TEXT BLOCK:
-- BEGIN --

In [1]:
import re

### tokenize

In [2]:
def clean_text(text):
    """
    Applies some pre-processing on the given text.
    
    Steps:
    - Removing HTML tags
    - Removing punctuation
    - Lowering text
    """
    
    # remove HTML tags
    text = re.sub(r'<.*?>', '', text)
    
    # remove the characters [\], [`] ans ["]
    text = re.sub(r"\\", "", text)
    text = re.sub(r"\'", "", text)
    text = re.sub(r"\"", "", text)
    
    # convert text to lowercase
    text = text.strip().lower()
    
    # replace punctuation characters with spaces
    filters = '!"\'#$%&()*+,-./:;<=>?@[\\]^_`{|}~\t\n'
    translate_dict = dict((c, " ") for c in filters)
    translate_map = str.maketrans(translate_dict)
    text = text.translate(translate_map)
    
    return text

In [3]:
clean_text("/./<div>This is not a sentence././_*<\div>").split()

['this', 'is', 'not', 'a', 'sentence']

### The simplest text vectorization technique is Bag Of Words (BOW). It starts with a list of words called the vocabulary (this is often all the words that occur in the training data).
- Training texts: ["This is a good cat", "This is a bad day"]
- => vocabulary: [this, cat, day, is, good, a, bad]
- New text: "This day is a good day"   -->   [1, 0, 2, 1, 1, 1, 0]
- 可以看出，未出现的单词就是0了
- the that this 都是 stop words

In [4]:
import pandas as pd
from sklearn.feature_extraction.text import CountVectorizer

  return f(*args, **kwds)
  return f(*args, **kwds)
  return f(*args, **kwds)
  return f(*args, **kwds)


In [9]:
training_texts = [
    "This is a good cat",
    "This is a bad day"
]

test_texts = [
    "This day is a good day"
]

# this vectorizer will skip stop words
vectorizer = CountVectorizer(
    stop_words = "english",
    preprocessor = clean_text
)

# fit the vectorizer on the training text
vectorizer.fit(training_texts)

-- END --

DATA EXCERPTS:
-- BEGIN --

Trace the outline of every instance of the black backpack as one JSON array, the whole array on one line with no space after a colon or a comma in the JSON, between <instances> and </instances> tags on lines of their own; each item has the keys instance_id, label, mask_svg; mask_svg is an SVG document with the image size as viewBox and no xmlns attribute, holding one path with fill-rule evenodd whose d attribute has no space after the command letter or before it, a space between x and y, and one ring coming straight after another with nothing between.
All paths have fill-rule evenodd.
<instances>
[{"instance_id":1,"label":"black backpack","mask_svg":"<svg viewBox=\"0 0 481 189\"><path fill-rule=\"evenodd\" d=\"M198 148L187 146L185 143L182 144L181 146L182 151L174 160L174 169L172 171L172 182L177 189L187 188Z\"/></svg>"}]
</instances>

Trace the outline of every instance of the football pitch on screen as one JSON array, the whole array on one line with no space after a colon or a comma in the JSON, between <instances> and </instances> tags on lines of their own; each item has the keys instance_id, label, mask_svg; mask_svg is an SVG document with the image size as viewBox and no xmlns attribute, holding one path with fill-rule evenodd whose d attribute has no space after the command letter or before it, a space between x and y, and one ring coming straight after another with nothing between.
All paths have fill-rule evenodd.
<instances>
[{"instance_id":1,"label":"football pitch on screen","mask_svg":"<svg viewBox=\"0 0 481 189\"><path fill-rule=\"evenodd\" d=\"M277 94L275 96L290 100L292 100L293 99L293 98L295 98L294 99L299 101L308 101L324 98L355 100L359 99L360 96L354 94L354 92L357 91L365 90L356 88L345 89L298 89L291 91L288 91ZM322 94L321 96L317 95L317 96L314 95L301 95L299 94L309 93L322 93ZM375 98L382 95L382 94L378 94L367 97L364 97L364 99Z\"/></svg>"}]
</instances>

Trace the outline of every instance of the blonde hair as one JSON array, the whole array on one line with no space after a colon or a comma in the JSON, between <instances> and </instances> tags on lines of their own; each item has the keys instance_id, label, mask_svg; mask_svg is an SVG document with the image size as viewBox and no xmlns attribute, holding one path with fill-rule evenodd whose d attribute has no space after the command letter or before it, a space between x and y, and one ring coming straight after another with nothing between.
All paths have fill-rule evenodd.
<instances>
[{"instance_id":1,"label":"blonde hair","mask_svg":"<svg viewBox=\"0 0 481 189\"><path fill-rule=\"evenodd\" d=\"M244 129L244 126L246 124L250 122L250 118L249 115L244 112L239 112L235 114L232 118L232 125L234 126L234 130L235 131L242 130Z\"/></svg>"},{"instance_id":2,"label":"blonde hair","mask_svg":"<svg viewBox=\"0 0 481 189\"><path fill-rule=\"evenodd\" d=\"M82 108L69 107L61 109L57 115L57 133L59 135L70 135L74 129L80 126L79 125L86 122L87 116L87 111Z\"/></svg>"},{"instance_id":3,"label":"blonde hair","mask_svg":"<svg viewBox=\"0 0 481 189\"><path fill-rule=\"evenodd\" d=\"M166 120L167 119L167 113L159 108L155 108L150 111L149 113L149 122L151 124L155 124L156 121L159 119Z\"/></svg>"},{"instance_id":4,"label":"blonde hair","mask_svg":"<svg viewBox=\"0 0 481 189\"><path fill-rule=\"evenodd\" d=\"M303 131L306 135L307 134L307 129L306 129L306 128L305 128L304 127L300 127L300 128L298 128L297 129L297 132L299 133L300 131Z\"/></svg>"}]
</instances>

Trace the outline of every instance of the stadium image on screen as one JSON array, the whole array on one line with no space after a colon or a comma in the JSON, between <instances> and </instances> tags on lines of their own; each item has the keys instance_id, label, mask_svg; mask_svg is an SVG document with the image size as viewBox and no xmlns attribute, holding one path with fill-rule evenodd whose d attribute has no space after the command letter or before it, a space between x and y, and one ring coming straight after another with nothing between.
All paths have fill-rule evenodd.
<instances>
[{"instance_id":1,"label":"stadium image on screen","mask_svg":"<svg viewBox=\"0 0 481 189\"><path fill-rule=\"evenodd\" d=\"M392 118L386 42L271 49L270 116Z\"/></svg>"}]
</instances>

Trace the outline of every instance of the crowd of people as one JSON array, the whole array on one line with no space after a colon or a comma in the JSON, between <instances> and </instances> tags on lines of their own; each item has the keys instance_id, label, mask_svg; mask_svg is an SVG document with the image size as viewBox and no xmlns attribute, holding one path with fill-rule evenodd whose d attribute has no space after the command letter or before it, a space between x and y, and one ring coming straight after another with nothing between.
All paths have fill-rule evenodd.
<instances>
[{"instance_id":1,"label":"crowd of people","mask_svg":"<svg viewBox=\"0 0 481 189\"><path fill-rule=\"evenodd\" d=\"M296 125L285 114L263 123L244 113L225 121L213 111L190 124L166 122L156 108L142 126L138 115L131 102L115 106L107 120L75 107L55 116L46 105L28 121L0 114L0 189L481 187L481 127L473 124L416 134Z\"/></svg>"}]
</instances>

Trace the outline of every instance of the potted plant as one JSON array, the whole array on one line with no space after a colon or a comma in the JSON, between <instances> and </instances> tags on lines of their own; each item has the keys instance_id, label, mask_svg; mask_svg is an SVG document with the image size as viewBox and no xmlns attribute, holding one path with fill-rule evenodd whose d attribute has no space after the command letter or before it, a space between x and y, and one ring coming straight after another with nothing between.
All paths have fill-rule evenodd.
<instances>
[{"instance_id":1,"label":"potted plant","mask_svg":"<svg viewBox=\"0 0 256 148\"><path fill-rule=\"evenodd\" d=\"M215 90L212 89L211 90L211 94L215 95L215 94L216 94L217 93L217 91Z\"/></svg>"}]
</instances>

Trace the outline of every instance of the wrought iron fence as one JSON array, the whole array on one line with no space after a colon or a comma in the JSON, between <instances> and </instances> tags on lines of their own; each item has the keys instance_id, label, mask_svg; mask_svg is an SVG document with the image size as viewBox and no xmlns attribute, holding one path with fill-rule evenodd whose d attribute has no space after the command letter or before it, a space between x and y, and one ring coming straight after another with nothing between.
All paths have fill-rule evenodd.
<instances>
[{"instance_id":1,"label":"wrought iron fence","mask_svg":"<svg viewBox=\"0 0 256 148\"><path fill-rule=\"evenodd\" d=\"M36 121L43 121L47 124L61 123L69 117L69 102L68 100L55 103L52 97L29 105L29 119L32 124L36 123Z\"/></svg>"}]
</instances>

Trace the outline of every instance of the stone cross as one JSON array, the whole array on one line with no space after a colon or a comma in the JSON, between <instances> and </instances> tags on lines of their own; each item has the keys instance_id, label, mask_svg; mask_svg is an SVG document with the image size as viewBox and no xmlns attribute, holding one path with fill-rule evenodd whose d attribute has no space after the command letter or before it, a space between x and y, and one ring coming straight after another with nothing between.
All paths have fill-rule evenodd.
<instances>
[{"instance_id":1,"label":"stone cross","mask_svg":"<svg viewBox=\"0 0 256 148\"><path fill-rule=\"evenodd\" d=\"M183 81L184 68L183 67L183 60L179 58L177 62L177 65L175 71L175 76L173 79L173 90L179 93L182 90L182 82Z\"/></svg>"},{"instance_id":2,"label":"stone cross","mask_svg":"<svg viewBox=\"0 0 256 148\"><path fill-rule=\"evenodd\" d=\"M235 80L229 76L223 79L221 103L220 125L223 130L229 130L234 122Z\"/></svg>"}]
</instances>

-- END --

TASK REQUIREMENTS:
1. List every word in the vocabulary given in the bag-of-words notebook above.
2. Write the next part of the bag-of-words notebook, picking up after its final line of code.

EXPECTED RESPONSES:
1. this, cat, day, is, good, a, bad

2.
# get the vectorizer's vocabbulary
inv_vocab = {v: k for k, v in vectorizer.vocabulary_.items()}
vocabulary = [inv_vocab[i] for i in range(len(inv_vocab))]

# vectorization example
pd.DataFrame(
    data = vectorizer.transform(test_texts).toarray(),
    index = ["test sentence"],
    columns = vocabulary
)

Unnamed: 0,bad,cat,day,good
test sentence,0,0,2,1


### Use Case : IMDB Movie Reviews

In [10]:
import os
import numpy as np
import pandas as pd

In [11]:
def load_train_test_imdb_data(data_dir):
    """
    Loads the IMDB train/test datasets from a folder path.
    Input:
    data_dir: path to the "aclImdb" folder.
    
    Returns:
    train/test datasets as pandas dataframs.
    """
    
    data = {}
    for split in ["train", "test"]:
        data[split] = []
        for sentiment in ["neg", "pos"]:
            score = 1 if sentiment == "pos" else 0
            
            path = os.path.join(data_dir, split, sentiment)
            
            file_names = os.listdir(path)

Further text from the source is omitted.